■ Task prompt
Nothing in the records should differ when you write them out again.

*** Data Section Begins ***

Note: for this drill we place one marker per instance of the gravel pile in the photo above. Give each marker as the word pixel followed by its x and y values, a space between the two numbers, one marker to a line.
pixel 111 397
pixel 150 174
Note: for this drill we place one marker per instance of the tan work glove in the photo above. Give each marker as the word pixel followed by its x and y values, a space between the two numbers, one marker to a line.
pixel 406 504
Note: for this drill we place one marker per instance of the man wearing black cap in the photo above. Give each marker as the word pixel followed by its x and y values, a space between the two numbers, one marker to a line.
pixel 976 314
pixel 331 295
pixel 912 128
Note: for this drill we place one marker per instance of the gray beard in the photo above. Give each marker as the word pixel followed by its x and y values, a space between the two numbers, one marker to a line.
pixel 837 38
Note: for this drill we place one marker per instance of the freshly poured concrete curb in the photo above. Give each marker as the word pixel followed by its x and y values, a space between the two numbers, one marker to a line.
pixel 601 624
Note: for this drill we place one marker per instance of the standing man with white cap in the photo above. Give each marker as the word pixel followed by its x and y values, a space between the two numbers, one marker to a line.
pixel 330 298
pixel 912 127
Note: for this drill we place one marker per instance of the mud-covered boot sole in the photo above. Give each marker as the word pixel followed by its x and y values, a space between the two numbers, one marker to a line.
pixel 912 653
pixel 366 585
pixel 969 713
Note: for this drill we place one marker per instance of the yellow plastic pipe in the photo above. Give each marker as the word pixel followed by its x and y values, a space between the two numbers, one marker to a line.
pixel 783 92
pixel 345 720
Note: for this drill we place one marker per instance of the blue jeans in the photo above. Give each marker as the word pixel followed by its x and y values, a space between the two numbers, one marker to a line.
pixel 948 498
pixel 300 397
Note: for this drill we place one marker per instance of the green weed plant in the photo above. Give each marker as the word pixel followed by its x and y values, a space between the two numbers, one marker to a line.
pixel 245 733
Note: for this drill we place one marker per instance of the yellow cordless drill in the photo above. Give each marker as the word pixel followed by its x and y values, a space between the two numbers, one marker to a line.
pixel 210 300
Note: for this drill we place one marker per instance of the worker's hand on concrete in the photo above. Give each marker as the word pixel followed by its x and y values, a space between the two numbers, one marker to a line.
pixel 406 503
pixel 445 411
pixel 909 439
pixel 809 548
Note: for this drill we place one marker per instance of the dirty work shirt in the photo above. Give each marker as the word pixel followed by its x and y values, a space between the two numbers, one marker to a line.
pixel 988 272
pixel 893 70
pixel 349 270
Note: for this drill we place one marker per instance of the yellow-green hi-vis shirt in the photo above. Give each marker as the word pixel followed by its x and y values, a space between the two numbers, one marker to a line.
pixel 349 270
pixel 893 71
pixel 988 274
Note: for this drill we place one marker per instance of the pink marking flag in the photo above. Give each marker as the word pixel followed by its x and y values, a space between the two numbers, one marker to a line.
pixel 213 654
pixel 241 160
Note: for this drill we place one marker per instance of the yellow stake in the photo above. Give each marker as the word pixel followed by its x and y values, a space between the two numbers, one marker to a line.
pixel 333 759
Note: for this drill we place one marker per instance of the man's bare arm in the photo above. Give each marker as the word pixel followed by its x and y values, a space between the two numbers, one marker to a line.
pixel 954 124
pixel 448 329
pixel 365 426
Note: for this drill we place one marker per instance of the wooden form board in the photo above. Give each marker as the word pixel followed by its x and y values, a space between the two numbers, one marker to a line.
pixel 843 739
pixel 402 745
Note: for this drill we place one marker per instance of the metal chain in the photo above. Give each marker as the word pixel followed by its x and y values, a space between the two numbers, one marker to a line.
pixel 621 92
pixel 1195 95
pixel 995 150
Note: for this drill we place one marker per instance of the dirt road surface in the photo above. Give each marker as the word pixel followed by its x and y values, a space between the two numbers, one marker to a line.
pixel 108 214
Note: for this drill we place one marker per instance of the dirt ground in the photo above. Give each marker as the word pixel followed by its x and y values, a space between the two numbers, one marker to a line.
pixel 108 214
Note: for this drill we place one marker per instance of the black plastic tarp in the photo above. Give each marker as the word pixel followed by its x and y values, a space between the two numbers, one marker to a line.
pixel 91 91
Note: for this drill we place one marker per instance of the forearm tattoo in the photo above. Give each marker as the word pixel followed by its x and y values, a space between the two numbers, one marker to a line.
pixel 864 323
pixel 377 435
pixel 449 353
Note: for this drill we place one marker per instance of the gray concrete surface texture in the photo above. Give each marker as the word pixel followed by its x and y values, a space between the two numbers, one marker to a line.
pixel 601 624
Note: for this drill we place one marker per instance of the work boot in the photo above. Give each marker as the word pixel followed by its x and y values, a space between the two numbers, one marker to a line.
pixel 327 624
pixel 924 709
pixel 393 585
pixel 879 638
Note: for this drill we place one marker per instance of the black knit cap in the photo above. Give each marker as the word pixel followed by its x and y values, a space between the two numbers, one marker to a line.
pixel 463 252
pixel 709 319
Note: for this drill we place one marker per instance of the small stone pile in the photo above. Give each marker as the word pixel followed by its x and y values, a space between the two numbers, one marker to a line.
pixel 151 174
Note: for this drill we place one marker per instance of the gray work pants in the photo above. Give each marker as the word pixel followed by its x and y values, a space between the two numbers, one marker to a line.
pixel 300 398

*** Data Section Ends ***

■ Output for this task
Note: for this drill we place one marker per instance of the gravel pile in the photo above. Give each marker as the word pixel followed by its x and y values, a space between the two numbers, one marker to a line.
pixel 111 397
pixel 150 174
Note: for this drill we place one marker per instance of the tan work glove in the photo above. Give each marker as the word pixel followed by its x and y values, a space between the two numbers, one marker to a line.
pixel 406 504
Note: for this drill we place one marker per instance of the man wearing black cap in the photo above. Give each marker as the word pixel followed by its x and y values, a space between the two numbers, one marker to a line.
pixel 976 314
pixel 331 295
pixel 912 128
Note: for this drill we place one marker per instance of the gray beard in the photo above. Give each marker as the word pixel followed by its x and y values, a space between the two numbers, one marker to a line.
pixel 837 38
Note: for this drill we place one marker per instance of the freshly poured concrete curb in the photo above. Give each marker as the word pixel followed by its x and y values, a space between the two numbers, one marker to a line.
pixel 601 624
Note: for this drill we place one marker per instance of the standing man with white cap in the photo above. Give each marker as the word pixel followed by its x and y values, a space between the two numbers, one marker to a line.
pixel 330 298
pixel 912 127
Note: for this drill we place one marker per instance of the mud-covered boot sole in the photo above. Give each marker as the word pixel followed by its x and y values, a space between the two numbers, one marker to a line.
pixel 912 653
pixel 366 585
pixel 969 713
Note: for this drill we place one marker per instance of the yellow plastic pipe in the photo above. Give each marker as the word pixel followed by its x and y values, a space between the two numbers, one marker to a line.
pixel 783 92
pixel 345 720
Note: for this drill we place one marker per instance of the blue jeans in the photo above. Give each marker as the word pixel followed by its x and y values, a space between the two numbers, one marker to a line.
pixel 948 498
pixel 300 397
Note: for this drill we place one marker per instance of the green weed plant in the photo above. Give each marker as the word pixel followed by its x and y values, a space between the two numbers, one marker to a line.
pixel 245 733
Note: for this drill we place one marker per instance of the yellow cordless drill in the photo above. Give each marker as the word pixel followed by its x and y values, a space between the two numbers, one marker to a line.
pixel 210 300
Note: for this drill we place one marker per instance of the worker's hand on concrete in the photo above. Give each marker as the word pixel followed by its x and y values, a space between the two numbers, one marker to a line.
pixel 406 503
pixel 445 411
pixel 909 439
pixel 809 548
Note: for this drill we place one marker per instance of the dirty work shirt in the photo above. Give each marker as the word pixel followed by its x and y values, a space between the two numbers, one marker to a line.
pixel 988 272
pixel 893 70
pixel 349 270
Note: for this drill we place one marker per instance of the yellow-green hi-vis shirt in the photo above. Give each marker as the word pixel followed by its x and y values, a space between the two numbers, one marker to a line.
pixel 349 270
pixel 893 71
pixel 988 274
Note: for this drill we place one marker per instance of the pink marking flag in the photo above. Give each marker as the word pixel followed by its x and y values, a space between the two numbers, one marker to a line.
pixel 213 654
pixel 241 160
Note: for this drill we place one marker per instance of the yellow stake in the photo above. Give each marker as the word pixel followed by its x and y values, a space between the two numbers, one marker to a line.
pixel 333 759
Note: for this drill we place one marker per instance of the man's bare arm in the photo above. Give each marker as the word pixel followed by its x and y values, a space between the two numbers, one marker to a line.
pixel 954 124
pixel 448 329
pixel 365 426
Note: for this drill we place one marker per instance of the wooden form board in the photo above. Give each marker as the word pixel followed by its x and y values, a space between the two numbers, one marker to a line.
pixel 843 739
pixel 402 745
Note: for this drill we place one marker per instance of the metal chain in the photo above. Give each marker as the word pixel followed by its x and y values, a space between the two numbers, one marker to a line.
pixel 621 92
pixel 1195 95
pixel 995 150
Note: for this drill we place one marker per instance of the dirt road surface in the photo above. Give each marker as the word pixel followed by its x and y values, a space between the two numbers, one marker to a line.
pixel 108 214
Note: for this drill we place one marker per instance of the dirt ground in the photo above. Give each marker as the word pixel followed by its x and y values, a space between the two numbers, one marker to a line.
pixel 108 214
Note: for this drill we place one marker per instance of the black plastic tarp in the photo above. Give each marker as the word pixel followed by its x and y values, a space between the two numbers, one marker to a line.
pixel 91 91
Note: for this drill we place one marker per instance of the forearm tattoo in the photo above. Give each marker as the word pixel followed by its x and y values, a space between the two numbers, one marker to a line.
pixel 864 323
pixel 377 435
pixel 449 353
Note: for this drill we place one marker per instance of the gray concrete surface texture in the photo above. Give each marker as the word pixel followed by its x and y values, a space between the two numbers, one marker to a line.
pixel 601 624
Note: for this drill we place one marker per instance of the work boot in the photo above. Give each marker as the word pixel followed by its x and y values, a space between the two numbers, one marker to a line.
pixel 327 624
pixel 924 709
pixel 393 585
pixel 879 638
Note: for this drill we place one marker per instance of the black knit cap in the photo above. Give each marker as the word pixel followed by its x and y values, a space between the two numbers, one marker to a line.
pixel 463 252
pixel 709 319
Note: for this drill we place one marker per instance of the small stone pile in the photo above. Give each marker as the word pixel followed by its x and y values, a space between the two numbers, one marker to a line.
pixel 151 174
Note: for this drill we place one marker per instance of the gray work pants in the photo above. Give each marker as the word pixel followed by its x and y values, a space between the two numbers, one marker to a line.
pixel 300 398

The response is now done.